§ **EXERCISE DESCRIPTION**: Copy out all of the material below, replacing "vertex pairs" with "coordinate pairs" wherever it occurs and keeping everything else the same. Leave the pictures out of your copy.

§ **ENTRIES PROVIDED**:
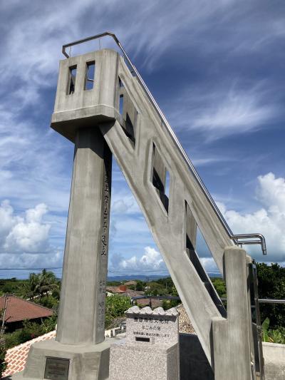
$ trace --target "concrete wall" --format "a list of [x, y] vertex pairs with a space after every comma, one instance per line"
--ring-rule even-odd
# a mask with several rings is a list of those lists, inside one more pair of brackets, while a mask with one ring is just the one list
[[285, 344], [263, 343], [266, 380], [284, 380]]
[[180, 334], [180, 380], [214, 380], [214, 373], [198, 337]]

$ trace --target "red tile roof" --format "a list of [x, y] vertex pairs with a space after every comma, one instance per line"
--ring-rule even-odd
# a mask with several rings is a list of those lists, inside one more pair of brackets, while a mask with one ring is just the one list
[[24, 370], [28, 351], [33, 343], [41, 342], [42, 340], [52, 339], [54, 339], [55, 337], [56, 330], [48, 332], [44, 335], [41, 335], [34, 339], [29, 340], [19, 346], [16, 346], [16, 347], [9, 349], [5, 356], [5, 360], [8, 363], [8, 366], [3, 376], [11, 376], [16, 372], [20, 372], [20, 371]]
[[[16, 296], [7, 296], [5, 323], [51, 317], [53, 310]], [[0, 311], [5, 307], [5, 297], [0, 297]]]

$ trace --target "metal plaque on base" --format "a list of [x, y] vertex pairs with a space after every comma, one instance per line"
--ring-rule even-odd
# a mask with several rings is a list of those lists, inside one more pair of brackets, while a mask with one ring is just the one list
[[44, 379], [68, 380], [69, 359], [46, 357]]

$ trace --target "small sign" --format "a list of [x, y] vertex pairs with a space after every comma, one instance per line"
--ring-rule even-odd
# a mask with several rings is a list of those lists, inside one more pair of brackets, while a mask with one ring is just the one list
[[68, 380], [69, 359], [46, 358], [44, 379], [48, 380]]

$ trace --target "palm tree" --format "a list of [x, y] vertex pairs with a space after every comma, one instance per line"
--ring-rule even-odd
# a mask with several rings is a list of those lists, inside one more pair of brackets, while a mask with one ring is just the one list
[[48, 292], [58, 287], [58, 281], [52, 272], [43, 272], [38, 274], [38, 292], [41, 298], [44, 294], [48, 297]]
[[48, 297], [48, 292], [58, 288], [58, 280], [52, 272], [43, 269], [41, 273], [30, 273], [26, 285], [26, 297], [33, 299], [36, 297]]

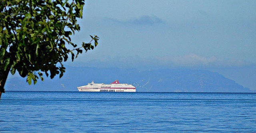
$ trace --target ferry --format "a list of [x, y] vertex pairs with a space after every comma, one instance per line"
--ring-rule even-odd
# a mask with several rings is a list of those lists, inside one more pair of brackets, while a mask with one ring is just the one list
[[92, 81], [86, 86], [78, 87], [79, 92], [136, 92], [136, 88], [131, 84], [120, 84], [116, 80], [110, 84], [95, 84]]

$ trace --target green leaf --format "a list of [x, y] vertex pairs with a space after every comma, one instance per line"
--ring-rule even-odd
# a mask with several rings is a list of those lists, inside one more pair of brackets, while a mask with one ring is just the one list
[[16, 71], [16, 69], [13, 68], [11, 69], [11, 73], [13, 75], [14, 74]]

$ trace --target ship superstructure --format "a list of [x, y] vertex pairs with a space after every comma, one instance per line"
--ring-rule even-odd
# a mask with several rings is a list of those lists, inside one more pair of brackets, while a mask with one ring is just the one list
[[95, 84], [92, 81], [86, 86], [78, 87], [80, 92], [136, 92], [136, 88], [131, 84], [120, 84], [116, 80], [110, 84]]

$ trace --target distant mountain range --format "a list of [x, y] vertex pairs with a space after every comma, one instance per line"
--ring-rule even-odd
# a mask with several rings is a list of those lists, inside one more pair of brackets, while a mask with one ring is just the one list
[[110, 84], [118, 79], [121, 83], [132, 84], [137, 92], [255, 92], [231, 79], [206, 70], [136, 69], [66, 66], [66, 72], [59, 79], [45, 78], [35, 85], [28, 85], [26, 78], [7, 80], [6, 90], [78, 91], [77, 86], [96, 83]]

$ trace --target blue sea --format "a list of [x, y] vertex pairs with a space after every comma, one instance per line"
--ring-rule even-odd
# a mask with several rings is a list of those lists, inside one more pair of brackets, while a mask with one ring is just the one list
[[8, 91], [0, 133], [255, 133], [256, 94]]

§ **RESULT OF THIS TASK**:
$ trace --target "concrete wall" --format "a list of [x, y] coordinate pairs with a space after every comma, one instance per line"
--ring-rule even-odd
# a mask with several rings is a list of those lists, inside one more pair of brackets, while a mask with one ring is just the one list
[[285, 344], [263, 343], [266, 380], [284, 380]]
[[180, 334], [180, 380], [214, 380], [214, 373], [198, 337]]

$ trace --target "red tile roof" --format "a list of [x, y] coordinate pairs with a space after every comma, one instance per line"
--ring-rule even-odd
# a mask with several rings is a list of those lists, inside one more pair of brackets, while a mask with one ring is just the one list
[[24, 370], [28, 351], [33, 343], [41, 342], [42, 340], [52, 339], [54, 339], [55, 337], [56, 330], [48, 332], [44, 335], [41, 335], [34, 339], [29, 340], [19, 346], [16, 346], [16, 347], [9, 349], [5, 356], [5, 360], [8, 363], [8, 366], [3, 376], [11, 376], [16, 372], [20, 372], [20, 371]]
[[[16, 296], [7, 296], [5, 323], [51, 317], [53, 310]], [[0, 311], [5, 307], [5, 297], [0, 297]]]

$ trace --target "metal plaque on base" --format "a list of [x, y] coordinate pairs with a space after every comma, one instance per line"
--ring-rule even-odd
# a mask with several rings is a list of those lists, inside one more pair of brackets, while a mask with one ring is just the one list
[[44, 379], [68, 380], [69, 359], [46, 357]]

$ trace --target "small sign" --format "a list of [x, y] coordinate pairs with a space after every comma, one instance per line"
--ring-rule even-odd
# a mask with several rings is a list of those lists, inside one more pair of brackets, while a mask with one ring is just the one list
[[68, 380], [69, 359], [46, 358], [44, 379], [48, 380]]

$ trace --target "palm tree" --format "a list of [x, y] coordinate pairs with a space after every comma, one instance per line"
--ring-rule even-odd
# a mask with several rings is a list of those lists, inside one more pair of brackets, while a mask with one ring is just the one list
[[48, 292], [58, 287], [58, 281], [52, 272], [43, 272], [38, 274], [38, 292], [41, 298], [44, 294], [48, 297]]
[[48, 297], [48, 292], [58, 288], [58, 280], [52, 272], [43, 269], [41, 273], [30, 273], [26, 285], [26, 297], [33, 299], [36, 297]]

$ trace --target ferry --format "a list of [x, y] coordinate pairs with a space after every comma, one instance per line"
--ring-rule even-odd
# a mask with several rings is a list of those lists, inside one more pair of brackets, while a mask with one ring is just the one list
[[92, 81], [86, 86], [78, 87], [79, 92], [136, 92], [136, 88], [131, 84], [120, 84], [116, 80], [110, 84], [95, 84]]

$ trace --target green leaf --format "a list of [x, y] coordinate pairs with a space after every comma, one instance per line"
--ring-rule even-odd
# a mask with several rings is a list of those lists, inside one more pair of brackets, while a mask with one ring is just the one list
[[16, 71], [16, 69], [13, 68], [11, 69], [11, 73], [13, 75], [14, 74]]

$ trace --target ship superstructure --format "a list of [x, y] coordinate pairs with a space after every comma, one instance per line"
--ring-rule even-odd
# a mask with several rings is a list of those lists, inside one more pair of brackets, while a mask with one ring is just the one list
[[95, 84], [92, 81], [86, 86], [78, 87], [80, 92], [136, 92], [136, 88], [131, 84], [120, 84], [116, 80], [110, 84]]

$ trace --target distant mountain range --format "a list of [x, y] coordinate pairs with a space after every comma, one instance per line"
--ring-rule even-odd
# a mask with several rings is a list of those lists, inside one more pair of brackets, while a mask with one ring is just the one list
[[110, 84], [118, 79], [121, 83], [132, 84], [137, 92], [255, 92], [231, 79], [206, 70], [136, 69], [66, 66], [66, 72], [59, 79], [45, 78], [35, 85], [28, 85], [26, 78], [7, 80], [6, 90], [78, 91], [77, 86], [96, 83]]

$ trace --target blue sea --format "a list of [x, y] coordinate pairs with a space after every comma, one instance per line"
--ring-rule even-odd
# a mask with several rings is a list of those lists, inside one more pair of brackets, while a mask with one ring is just the one list
[[8, 91], [0, 133], [255, 133], [256, 94]]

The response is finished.